ZADANIE A
Na podstawie tekstu o Ryszardzie Tarasiewiczu wyjaśnij, dlaczego w drużynie seniorów Śląska dość szybko powierzono mu egzekwowanie stałych fragmentów gry.

60 lat temu urodził się Ryszard Tarasiewicz
2022-04-27, 05:00
Spadający liść dębu
27 kwietnia 1962 roku w stolicy Dolnego Śląska Wrocławiu przyszedł na świat Ryszard Tarasiewicz. W tamtych czasach dzieciaki nie bardzo miały co robić po skończonych lekcjach. Jedyną rozrywką był szeroko rozumiany sport. Teraz wydaje się to nieprawdopodobne, ale tak było. Mały Ryszard całe popołudnia i weekendy spędzał na boisku. Nie odstępował futbolówki na krok. Dzięki temu robił z nią wszystko co chciał. Jego technika była na bardzo wysokim poziomie, nie spotykanym wśród rówieśników. Bez żadnych problemów dostał się do grup młodzieżowych lokalnego Śląska. Tam grał pierwsze skrzypce. W 1979 roku zdobył mistrzostwo Polski juniorów.
- U schyłku lat siedemdziesiątych Śląsk świetnie pracował z młodzieżą - wspominał Tadeusz Pawłowski wybitny pomocnik Wojskowych.
Po tryumfie w krajowym czempionacie trafił do drużyny seniorów. Debiut nie wypadł zbyt okazale. 18 latek wystąpił w wyjazdowym pojedynku przeciwko Ruchowi z Chorzowa. Mecz zakończył się zwycięstwem gospodarzy 3:1. Ale potem było zdecydowanie lepiej. Dzięki wybitnej technice dosyć szybko został wyznaczony do egzekwowania stałych fragmentów gry. Doprowadzał nimi do rozpaczy bramkarzy przeciwnych ekip. Trajektoria lotu piłki po uderzeniu zaskakiwała golkiperów. Wydawało się, że wysoko szybująca futbolówka wyląduje daleko w trybunach, a ona w pewnym momencie, zupełnie niespodziewanie obniżała lot trafiając do siatki.

DOSTARCZONY MATERIAŁ
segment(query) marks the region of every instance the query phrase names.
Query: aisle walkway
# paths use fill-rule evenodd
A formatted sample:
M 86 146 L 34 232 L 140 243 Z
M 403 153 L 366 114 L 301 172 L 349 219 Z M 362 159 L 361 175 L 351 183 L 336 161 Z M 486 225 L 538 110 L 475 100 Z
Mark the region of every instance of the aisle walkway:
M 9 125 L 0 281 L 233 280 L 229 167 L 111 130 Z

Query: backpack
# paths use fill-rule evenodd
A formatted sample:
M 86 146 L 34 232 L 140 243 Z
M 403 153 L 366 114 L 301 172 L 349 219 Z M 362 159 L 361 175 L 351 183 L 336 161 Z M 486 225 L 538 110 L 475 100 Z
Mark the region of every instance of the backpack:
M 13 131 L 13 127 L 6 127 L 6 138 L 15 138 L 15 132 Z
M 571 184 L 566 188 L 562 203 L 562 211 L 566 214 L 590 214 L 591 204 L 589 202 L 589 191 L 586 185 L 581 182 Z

ZADANIE B
Przepisz wszystkie wiersze z dostarczonego materiału, zamieniając w nich "A formatted sample" na "Sample format". Resztę pozostaw bez zmian.

GOTOWA ODPOWIEDŹ A
Powierzono mu je dzięki jego wybitnej technice.

GOTOWA ODPOWIEDŹ B
segment(query) marks the region of every instance the query phrase names.
Query: aisle walkway
# paths use fill-rule evenodd
Sample format:
M 86 146 L 34 232 L 140 243 Z
M 403 153 L 366 114 L 301 172 L 349 219 Z M 362 159 L 361 175 L 351 183 L 336 161 Z M 486 225 L 538 110 L 475 100 Z
Mark the region of every instance of the aisle walkway:
M 9 125 L 0 281 L 233 280 L 229 167 L 111 130 Z

Query: backpack
# paths use fill-rule evenodd
Sample format:
M 86 146 L 34 232 L 140 243 Z
M 403 153 L 366 114 L 301 172 L 349 219 Z M 362 159 L 361 175 L 351 183 L 336 161 Z M 486 225 L 538 110 L 475 100 Z
Mark the region of every instance of the backpack:
M 13 131 L 13 127 L 6 127 L 6 138 L 15 138 L 15 132 Z
M 571 184 L 566 188 L 562 203 L 562 211 L 566 214 L 590 214 L 591 204 L 589 202 L 589 191 L 586 185 L 581 182 Z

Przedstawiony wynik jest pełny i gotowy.